**Text passage**
Therefore, an attempt was made to adjust the falling voltage waveform by changing the gate resistance R_G of the grading semiconductor. Gate resistors serve as charging resistors for the gate’s MOS capacitor. By adjusting the gate resistors for each stage to equalize the charging time for electric charge, the falling edges of the voltage for each semiconductor are made uniform. Figure 3a shows the voltage waveforms of the grading semiconductors when the gate resistance R_G was changed to align the falling edge of each stage. It was confirmed that the voltage divider voltage of the third stage became higher than before changing the gate resistor.

From Figure 3b, it is evident that adjusting the gate resistance reduces the maximum voltage to 144 V and the minimum voltage to −51 V. This test shows that the voltage drops of each stage can be matched by adjusting the gate resistors.

3.1.2. Improved Circuit Isolation Performance Semiconductor Devices for Increased Operating Frequency

An operational test was conducted using a circuit modified to increase the isolation voltage in the gate circuit. The output waveforms are shown in Figure 4. The output voltage was 10 kV with a rise time of 800 ns and a fall time of 58.6 μs. This enabled stable gate voltage output at a frequency of 200 Hz. However, the temperature rose to the rated temperature of the semiconductor when operated above 200 Hz.

3.1.3. Connecting a Charging Resistor and Capacitor to Increase the Operating Frequency

The output voltage rises immediately after the semiconductor turn-on phase, and then it is discharged from the capacitor to the load resistor, resulting in a gently falling output voltage waveform, as shown in Figure 5. During continuous operation, the maximum operating frequency is 200 Hz due to the temperature rise of the semiconductor, making stable operation over a long period of time difficult. However, when the device was operated for short periods of time, up to about 1 min, the maximum operating frequency increased to 430 Hz.

**Problems to solve**
1) Decide whether each statement agrees with the text on gate resistance and operating frequency. Answer yes or no for each and quote the text's deciding words.
(a) Adjusting the gate resistance brought the maximum voltage down to 144 V.
(b) With the modified gate circuit, the output voltage had a rise time of 58.6 μs.
(c) In short runs of up to about 1 min, the maximum operating frequency reached 430 Hz.
2) In the text on gate resistance and operating frequency, what was the output voltage in the test of the circuit modified for higher isolation voltage?
3) Resume the text on gate resistance and operating frequency, starting after its final sentence.

**Dataset entries**
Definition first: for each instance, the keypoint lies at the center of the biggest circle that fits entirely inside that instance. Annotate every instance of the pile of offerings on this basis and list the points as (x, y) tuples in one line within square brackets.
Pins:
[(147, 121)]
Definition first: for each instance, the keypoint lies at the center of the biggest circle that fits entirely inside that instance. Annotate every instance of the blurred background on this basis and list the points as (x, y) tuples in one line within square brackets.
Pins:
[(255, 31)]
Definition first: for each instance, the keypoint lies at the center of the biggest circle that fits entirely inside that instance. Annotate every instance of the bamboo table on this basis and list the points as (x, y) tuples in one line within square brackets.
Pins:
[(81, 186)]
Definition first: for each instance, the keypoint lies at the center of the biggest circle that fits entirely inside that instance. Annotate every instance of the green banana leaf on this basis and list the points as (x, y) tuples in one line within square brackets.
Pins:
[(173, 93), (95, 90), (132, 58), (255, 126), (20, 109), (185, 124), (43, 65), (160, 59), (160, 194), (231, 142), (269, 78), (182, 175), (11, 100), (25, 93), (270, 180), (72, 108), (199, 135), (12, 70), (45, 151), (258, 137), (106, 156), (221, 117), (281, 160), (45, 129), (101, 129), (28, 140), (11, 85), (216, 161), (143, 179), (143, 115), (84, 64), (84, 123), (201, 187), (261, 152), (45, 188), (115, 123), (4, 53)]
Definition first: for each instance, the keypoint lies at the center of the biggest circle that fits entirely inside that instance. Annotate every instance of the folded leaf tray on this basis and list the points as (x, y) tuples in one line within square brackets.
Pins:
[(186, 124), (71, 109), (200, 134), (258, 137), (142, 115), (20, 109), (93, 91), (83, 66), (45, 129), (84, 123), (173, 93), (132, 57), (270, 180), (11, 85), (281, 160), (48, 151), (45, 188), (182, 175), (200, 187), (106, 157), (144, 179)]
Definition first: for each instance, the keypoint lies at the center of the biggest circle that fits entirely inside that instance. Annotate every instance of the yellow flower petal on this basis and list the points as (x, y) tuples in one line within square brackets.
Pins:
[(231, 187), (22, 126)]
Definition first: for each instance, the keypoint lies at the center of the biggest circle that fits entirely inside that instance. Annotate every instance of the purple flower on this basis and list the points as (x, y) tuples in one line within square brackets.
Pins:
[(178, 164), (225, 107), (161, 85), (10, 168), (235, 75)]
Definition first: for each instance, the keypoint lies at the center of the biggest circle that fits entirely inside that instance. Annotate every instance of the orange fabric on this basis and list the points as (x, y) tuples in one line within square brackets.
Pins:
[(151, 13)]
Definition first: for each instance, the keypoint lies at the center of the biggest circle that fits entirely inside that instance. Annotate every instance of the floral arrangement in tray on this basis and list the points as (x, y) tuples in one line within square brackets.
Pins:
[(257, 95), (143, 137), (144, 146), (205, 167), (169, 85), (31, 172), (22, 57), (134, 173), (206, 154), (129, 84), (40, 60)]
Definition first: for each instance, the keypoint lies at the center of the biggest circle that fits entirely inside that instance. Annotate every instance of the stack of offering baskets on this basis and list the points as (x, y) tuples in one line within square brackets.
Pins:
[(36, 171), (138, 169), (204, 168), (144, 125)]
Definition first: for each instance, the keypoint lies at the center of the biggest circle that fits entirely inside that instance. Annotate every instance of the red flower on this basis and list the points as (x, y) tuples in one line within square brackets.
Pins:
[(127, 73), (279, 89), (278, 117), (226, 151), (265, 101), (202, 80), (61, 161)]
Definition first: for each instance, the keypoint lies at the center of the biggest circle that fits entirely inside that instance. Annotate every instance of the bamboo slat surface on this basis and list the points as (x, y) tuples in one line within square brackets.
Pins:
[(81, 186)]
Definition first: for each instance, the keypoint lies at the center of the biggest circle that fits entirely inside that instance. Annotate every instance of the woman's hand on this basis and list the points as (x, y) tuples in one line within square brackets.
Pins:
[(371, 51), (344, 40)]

**The answers**
1)
(a) Yes: "adjusting the gate resistance reduces the maximum voltage to 144 V"
(b) No: "a rise time of 800 ns and a fall time of 58.6 μs"
(c) Yes: "when the device was operated for short periods of time, up to about 1 min, the maximum operating frequency increased to 430 Hz"

2) 10 kV.

3)
3.2. Connecting a Saturable Inductor

3.2.1. Saturation Time Setting

In the previous section, we increased the maximum operating frequency at which 10 kV can be applied by connecting a charging resistor and capacitor. However, continuous voltage application may lead to a sudden increase in semiconductor temperature and cause destruction. To address this issue, we attempted to suppress the rise in semiconductor temperature and increase the maximum frequency for continuous operation by connecting a saturable inductance to the circuit.

Figure 6a shows a graph comparing the saturation time and output voltage for magnetic cross-sections of 1290 mm² and 645 mm². At an output voltage of 10 kV, the saturation times were 7.1 μs for the 1290 mm² cross-section and 4.3 μs for the 645 mm² cross-section. Although not exactly halved, these values were close to the theoretical values shown in Equation (4). Since the semiconductor turn-on time is 590 ns, a cross-section of 645 mm² is appropriate. The output waveform is shown in Figure 6b.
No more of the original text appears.